● Required work: Copy the records below word for word, leaving the pictures out of your copy.

---------- Information supplied ----------

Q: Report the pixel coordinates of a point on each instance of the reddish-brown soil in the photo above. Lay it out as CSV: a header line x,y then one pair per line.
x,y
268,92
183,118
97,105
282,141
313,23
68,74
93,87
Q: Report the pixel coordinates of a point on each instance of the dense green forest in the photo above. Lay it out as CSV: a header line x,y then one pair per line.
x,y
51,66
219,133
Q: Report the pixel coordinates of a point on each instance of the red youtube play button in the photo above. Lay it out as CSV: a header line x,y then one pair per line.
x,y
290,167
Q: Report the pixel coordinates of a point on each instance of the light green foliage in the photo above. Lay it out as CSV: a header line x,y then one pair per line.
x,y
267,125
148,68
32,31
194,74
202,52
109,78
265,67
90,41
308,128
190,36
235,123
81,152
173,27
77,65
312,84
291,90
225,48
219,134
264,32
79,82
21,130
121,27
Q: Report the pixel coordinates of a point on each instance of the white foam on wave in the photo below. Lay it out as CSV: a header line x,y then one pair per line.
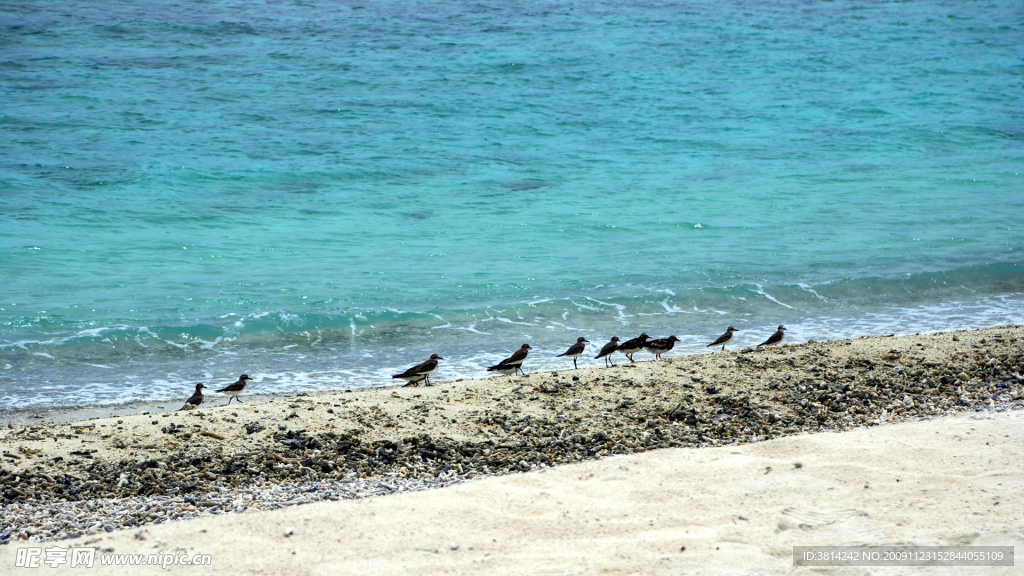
x,y
507,321
808,288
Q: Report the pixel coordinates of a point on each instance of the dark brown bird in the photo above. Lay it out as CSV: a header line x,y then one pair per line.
x,y
197,398
235,389
608,350
629,347
576,350
724,338
420,372
660,345
513,363
775,338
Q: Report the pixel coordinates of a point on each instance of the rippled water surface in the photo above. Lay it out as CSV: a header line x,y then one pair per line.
x,y
324,194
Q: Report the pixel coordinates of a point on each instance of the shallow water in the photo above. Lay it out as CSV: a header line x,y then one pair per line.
x,y
324,194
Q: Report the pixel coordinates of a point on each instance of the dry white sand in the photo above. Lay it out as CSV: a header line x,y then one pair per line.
x,y
736,509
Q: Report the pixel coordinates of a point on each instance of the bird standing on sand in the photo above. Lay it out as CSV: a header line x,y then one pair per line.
x,y
576,350
660,345
724,338
608,350
197,398
775,338
420,372
513,363
629,347
235,389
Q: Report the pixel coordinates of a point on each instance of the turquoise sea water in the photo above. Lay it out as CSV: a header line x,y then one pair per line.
x,y
322,194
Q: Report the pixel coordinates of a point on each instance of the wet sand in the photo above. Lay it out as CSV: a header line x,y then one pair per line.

----------

● Response below:
Q: Report the pixel coordinates of a point on each instance of the reddish-brown soil in the photo above. Lay it out as CSV: a header line x,y then one pair per line.
x,y
268,92
183,118
97,105
282,141
313,23
68,74
93,87
Q: Report the pixel coordinates of a point on each instance of the dense green forest in the photo above. Lay it out as CSV: a header line x,y then one pair per line.
x,y
51,66
219,133
Q: Report the pixel coordinates of a point on each instance of the red youtube play button in the photo above. Lay it out as CSV: a header line x,y then one pair per line.
x,y
290,167
Q: Report the pixel coordinates of a point on each instance of the light green foliage in the photo above. Lay it out as CSV: a header line x,y then one pair per line.
x,y
267,125
148,68
32,31
194,74
202,52
109,78
265,67
90,41
308,128
190,36
235,123
81,152
173,27
77,65
312,84
291,90
225,48
219,134
264,32
79,82
21,130
121,27
Q: Report the pixel coordinates of a point on each instance of the white foam on wave in the photo below. Lay it out as CSV: a header line x,y then one pair per line.
x,y
507,321
808,288
Q: Report the pixel coordinates of a point on each instance of the dark brown bird in the photo above. Lay it out as CSV: a header line x,y then one pair per line.
x,y
197,398
235,389
608,350
629,347
576,350
724,338
420,372
660,345
513,363
775,338
Q: Report the pixel coordinates of a point on each instance of the rippled water surface in the photo above. Lay it out as CSV: a header line x,y then one pair per line.
x,y
324,194
Q: Report the pixel coordinates of a point on each instance of the shallow water in the photo above. Lay it out as CSV: a header line x,y then one pair per line.
x,y
324,194
Q: Report the pixel coordinates of a point on each instance of the dry white sand in the photo above. Lay it out as CSV: a header line x,y then one pair per line.
x,y
736,509
Q: Report the pixel coordinates of a point on each instance of the bird standing on sand in the photo above. Lay it out as CSV: a header line x,y then one pair per line.
x,y
576,350
660,345
724,338
608,350
197,398
775,338
420,372
513,363
629,347
235,389
Q: Report the pixel coordinates of a point on each instance of the turquoise sea water in the photo above. Lay it out as CSV: a header line x,y then one pair per line.
x,y
322,194
Q: Report the pixel coordinates of a point on each instance of the wet sand in the photo above. Lay it out as CSV: a header line x,y then one pair per line.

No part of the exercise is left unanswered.